## What needs to be done
How many lines of the listing contain the word "white"? Give only the number.

━━━ Dataset records

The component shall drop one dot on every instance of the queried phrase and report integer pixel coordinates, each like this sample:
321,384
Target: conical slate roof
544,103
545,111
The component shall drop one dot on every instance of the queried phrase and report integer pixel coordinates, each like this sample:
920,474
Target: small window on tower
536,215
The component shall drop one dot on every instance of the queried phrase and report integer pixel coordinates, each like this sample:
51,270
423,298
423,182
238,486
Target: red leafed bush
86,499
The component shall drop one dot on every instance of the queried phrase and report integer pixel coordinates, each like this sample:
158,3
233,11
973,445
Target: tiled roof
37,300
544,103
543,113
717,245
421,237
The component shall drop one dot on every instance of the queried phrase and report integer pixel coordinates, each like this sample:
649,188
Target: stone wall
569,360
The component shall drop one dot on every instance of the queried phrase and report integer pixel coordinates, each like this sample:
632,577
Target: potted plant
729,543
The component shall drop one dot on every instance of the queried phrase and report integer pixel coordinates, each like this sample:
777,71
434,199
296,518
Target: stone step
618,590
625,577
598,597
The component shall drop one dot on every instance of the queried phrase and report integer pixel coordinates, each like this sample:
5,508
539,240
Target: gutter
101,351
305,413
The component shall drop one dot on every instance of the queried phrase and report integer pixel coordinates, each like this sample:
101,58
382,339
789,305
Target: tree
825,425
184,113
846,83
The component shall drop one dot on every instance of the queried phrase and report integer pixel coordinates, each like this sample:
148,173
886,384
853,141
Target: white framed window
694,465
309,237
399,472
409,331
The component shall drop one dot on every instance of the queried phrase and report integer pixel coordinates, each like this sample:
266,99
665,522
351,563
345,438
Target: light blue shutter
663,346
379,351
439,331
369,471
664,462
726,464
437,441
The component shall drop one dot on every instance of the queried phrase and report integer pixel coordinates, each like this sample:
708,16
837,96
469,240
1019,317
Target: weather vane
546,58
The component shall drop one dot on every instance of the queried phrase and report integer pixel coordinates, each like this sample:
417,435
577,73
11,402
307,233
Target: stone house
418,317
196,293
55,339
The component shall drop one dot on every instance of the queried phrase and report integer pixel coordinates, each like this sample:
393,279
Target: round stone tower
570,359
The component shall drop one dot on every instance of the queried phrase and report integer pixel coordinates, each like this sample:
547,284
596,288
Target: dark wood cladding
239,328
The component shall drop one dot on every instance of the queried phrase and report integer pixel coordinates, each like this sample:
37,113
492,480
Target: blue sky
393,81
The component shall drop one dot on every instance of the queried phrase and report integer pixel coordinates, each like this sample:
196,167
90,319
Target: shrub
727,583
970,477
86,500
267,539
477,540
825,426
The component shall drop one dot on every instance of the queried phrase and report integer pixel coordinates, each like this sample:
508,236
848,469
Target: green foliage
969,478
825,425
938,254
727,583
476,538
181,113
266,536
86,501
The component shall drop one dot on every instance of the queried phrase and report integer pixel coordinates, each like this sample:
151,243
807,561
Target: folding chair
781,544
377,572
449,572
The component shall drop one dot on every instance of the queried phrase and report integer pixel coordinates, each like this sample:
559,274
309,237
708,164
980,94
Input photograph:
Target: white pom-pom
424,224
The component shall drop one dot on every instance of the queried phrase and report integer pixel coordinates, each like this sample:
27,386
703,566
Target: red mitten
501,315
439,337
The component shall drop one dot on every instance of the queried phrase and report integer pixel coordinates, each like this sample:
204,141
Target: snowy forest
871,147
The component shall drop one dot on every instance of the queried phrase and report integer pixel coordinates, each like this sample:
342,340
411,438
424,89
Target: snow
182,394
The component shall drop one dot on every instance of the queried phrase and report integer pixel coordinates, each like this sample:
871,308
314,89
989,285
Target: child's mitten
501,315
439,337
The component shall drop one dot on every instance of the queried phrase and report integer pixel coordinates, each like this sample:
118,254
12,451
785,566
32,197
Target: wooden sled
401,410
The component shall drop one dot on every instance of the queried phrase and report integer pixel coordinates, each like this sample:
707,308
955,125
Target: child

━━━━━━

## Written solution
2